TASK DESCRIPTION: Set down the stretch of the rapture commentary below from "Camping, 89, said" through "literalism ensures control.", word for word.

PAGE EXCERPT:
OK, we've had enough laughs to fill a black hole. We've gone to "rapture parties" across the country. We've heard more about Harold Camping than we care to know.
We can be compassionate and reach out to those people whose lives (and faith) were destroyed by believing in an isolated, totally ignorant ideology. By reaching out, however, I don't mean we should become like God's Ambulance Chasers (evangelicals who prey on disaster victims); instead, I mean we should offer them education.
Camping, 89, said of the rapture in a May 11 interview with New York magazine, "The Bible has every word in the original language ... it was written by God. Incidentally, no churches believe that at all, they don't hold the Bible in the high respect that it ought to be."
If Satan has an arsenal, literalism is probably his weapon of choice: it closes minds faster and locks them up tighter than any other evil strategy man could ever invent. Fundamentalist leaders know this to be true, which is why they always seek out the uneducated or the spiritually lazy: literalism ensures control.
Victims of literalism, whether through loss of home or loss of faith, need to know that there are minds -- accessible minds -- that do not talk down to them, give them panaceas, nor promise to restore their faith. Today's biblical scholars, textual critics, historians and theologians are not hiding in some dank, dusty library (although many cannot be found in Christian bookstores, either), but in mainstream bookstores and on the net. Of course, some Fundamentalist preachers will go so far as to ban them from becoming ancillary material in Bible Study classes, dismissing them as "pop culture" books not worthy of study. An author's expertise, published works, or educational pedigree are never considered.

RAW DATA:

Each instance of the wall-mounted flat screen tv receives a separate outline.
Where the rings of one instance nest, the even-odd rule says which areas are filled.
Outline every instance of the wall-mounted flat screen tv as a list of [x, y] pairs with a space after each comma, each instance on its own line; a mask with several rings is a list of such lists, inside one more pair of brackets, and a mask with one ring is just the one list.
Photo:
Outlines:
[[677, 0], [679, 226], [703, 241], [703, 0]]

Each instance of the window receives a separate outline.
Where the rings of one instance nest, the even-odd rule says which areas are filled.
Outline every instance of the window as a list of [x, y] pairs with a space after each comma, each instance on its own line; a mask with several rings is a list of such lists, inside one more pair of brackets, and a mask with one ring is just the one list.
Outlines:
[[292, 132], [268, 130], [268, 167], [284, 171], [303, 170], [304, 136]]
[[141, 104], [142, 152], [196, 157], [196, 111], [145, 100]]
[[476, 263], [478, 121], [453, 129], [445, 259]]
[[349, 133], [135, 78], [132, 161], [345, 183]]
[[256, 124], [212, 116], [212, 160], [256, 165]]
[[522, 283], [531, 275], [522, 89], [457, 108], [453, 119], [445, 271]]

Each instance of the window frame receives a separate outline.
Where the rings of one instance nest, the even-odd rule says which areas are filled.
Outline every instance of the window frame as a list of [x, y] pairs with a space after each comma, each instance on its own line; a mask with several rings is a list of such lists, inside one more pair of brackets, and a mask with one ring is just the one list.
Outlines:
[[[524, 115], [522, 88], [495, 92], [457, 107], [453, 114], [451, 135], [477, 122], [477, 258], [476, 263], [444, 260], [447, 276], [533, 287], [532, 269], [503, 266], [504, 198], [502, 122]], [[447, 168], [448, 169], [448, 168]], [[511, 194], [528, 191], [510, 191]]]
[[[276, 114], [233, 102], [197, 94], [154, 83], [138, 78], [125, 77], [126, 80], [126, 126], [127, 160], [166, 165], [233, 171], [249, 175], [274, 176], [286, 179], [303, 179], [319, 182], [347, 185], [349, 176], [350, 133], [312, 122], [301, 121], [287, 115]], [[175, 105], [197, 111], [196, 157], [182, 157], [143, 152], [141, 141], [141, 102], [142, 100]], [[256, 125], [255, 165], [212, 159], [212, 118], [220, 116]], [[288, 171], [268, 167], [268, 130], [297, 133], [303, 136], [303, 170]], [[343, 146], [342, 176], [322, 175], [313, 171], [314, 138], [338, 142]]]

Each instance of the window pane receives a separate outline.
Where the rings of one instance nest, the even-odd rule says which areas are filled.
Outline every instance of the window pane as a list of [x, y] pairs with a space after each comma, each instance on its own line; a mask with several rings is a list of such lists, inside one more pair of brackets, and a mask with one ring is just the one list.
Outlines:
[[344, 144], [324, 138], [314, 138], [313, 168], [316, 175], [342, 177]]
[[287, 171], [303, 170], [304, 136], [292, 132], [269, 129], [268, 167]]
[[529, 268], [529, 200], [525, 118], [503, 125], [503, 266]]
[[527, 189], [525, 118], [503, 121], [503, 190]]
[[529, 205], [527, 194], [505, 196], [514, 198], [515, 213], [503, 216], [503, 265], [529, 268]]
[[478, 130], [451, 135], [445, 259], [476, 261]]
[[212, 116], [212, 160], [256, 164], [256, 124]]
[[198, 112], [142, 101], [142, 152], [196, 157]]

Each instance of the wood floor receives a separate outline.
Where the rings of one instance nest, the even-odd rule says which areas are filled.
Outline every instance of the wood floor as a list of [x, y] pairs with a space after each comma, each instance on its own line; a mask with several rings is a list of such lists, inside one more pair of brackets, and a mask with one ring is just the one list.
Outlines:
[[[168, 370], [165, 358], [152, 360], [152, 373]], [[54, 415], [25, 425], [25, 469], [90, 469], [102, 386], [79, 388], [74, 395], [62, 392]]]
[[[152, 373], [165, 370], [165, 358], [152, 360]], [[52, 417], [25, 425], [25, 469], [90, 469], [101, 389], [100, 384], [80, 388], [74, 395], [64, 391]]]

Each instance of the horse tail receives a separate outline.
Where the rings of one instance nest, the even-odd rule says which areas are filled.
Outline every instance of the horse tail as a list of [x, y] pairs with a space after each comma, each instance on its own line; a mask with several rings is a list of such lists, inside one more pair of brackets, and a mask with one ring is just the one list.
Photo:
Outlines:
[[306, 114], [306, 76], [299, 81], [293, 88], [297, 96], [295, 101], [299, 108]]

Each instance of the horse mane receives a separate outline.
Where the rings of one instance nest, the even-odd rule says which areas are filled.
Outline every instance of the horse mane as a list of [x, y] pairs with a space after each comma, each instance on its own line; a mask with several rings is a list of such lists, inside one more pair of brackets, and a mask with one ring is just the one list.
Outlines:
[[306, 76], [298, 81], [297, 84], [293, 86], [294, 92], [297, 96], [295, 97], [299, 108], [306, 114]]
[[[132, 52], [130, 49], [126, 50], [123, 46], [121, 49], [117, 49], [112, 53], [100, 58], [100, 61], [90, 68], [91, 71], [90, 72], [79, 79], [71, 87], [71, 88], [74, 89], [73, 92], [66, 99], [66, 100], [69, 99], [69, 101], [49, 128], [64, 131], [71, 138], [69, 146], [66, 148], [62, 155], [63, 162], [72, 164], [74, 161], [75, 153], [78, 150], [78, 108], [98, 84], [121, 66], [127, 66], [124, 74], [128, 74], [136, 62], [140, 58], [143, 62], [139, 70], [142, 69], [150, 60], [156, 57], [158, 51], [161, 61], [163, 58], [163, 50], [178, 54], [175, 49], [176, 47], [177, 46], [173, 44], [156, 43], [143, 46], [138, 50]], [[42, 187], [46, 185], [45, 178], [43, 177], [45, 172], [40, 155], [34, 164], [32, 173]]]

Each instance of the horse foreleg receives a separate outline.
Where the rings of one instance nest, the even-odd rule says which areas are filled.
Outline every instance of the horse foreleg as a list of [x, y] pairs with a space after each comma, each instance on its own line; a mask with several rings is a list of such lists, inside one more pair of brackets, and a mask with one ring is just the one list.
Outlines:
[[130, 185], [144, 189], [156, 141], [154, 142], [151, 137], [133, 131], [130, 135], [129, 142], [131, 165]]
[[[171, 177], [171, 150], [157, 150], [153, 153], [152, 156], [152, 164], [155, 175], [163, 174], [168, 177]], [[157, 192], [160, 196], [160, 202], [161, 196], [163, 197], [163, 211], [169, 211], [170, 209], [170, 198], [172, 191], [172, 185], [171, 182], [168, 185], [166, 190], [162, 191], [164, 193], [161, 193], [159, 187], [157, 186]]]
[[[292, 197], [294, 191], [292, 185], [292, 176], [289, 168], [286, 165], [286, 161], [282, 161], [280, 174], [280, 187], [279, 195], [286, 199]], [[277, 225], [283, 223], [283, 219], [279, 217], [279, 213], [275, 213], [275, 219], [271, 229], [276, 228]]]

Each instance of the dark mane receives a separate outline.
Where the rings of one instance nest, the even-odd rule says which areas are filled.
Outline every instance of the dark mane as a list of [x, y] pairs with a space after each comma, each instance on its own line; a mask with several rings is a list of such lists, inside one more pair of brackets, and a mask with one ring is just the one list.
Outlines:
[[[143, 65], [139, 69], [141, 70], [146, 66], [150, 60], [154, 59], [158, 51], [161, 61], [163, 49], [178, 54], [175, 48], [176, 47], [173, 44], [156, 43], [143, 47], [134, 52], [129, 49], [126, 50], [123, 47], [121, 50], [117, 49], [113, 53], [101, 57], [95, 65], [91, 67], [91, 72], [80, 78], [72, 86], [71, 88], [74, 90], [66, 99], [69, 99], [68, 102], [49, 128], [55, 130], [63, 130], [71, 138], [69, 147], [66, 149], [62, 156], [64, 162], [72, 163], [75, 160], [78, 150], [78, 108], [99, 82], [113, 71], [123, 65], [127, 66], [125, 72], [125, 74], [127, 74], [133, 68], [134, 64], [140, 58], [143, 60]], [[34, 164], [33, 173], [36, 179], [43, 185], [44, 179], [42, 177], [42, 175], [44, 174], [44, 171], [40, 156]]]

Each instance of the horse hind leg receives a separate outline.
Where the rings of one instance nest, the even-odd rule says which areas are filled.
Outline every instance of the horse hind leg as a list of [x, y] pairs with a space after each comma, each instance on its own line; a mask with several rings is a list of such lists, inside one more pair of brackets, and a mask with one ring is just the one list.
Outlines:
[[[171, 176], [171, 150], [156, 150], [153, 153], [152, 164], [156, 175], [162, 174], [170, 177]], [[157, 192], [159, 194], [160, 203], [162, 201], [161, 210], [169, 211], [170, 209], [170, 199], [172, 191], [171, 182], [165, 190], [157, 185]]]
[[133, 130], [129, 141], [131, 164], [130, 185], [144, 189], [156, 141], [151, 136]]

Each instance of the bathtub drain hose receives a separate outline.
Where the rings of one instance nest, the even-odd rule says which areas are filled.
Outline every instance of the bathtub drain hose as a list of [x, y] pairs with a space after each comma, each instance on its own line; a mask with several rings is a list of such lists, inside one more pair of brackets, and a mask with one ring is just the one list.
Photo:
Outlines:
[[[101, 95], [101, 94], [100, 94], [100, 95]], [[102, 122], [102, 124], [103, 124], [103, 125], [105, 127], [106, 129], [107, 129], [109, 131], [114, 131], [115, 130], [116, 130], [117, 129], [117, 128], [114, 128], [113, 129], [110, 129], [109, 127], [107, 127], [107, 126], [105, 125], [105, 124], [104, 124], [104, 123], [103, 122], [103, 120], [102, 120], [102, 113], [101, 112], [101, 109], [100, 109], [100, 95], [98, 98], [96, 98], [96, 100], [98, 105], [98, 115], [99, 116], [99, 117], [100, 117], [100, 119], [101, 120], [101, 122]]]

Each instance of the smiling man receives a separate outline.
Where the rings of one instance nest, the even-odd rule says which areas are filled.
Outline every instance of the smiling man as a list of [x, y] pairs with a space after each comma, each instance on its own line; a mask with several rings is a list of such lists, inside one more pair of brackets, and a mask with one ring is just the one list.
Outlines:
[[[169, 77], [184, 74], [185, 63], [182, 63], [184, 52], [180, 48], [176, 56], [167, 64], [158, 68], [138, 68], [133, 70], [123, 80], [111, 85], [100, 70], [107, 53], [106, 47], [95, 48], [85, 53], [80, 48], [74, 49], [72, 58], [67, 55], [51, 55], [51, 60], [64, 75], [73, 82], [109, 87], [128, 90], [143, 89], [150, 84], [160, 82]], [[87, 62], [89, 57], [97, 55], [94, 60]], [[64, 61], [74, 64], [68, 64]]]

PROBLEM SOLUTION:
Camping, 89, said of the rapture in a May 11 interview with New York magazine, "The Bible has every word in the original language ... it was written by God. Incidentally, no churches believe that at all, they don't hold the Bible in the high respect that it ought to be."
If Satan has an arsenal, literalism is probably his weapon of choice: it closes minds faster and locks them up tighter than any other evil strategy man could ever invent. Fundamentalist leaders know this to be true, which is why they always seek out the uneducated or the spiritually lazy: literalism ensures control.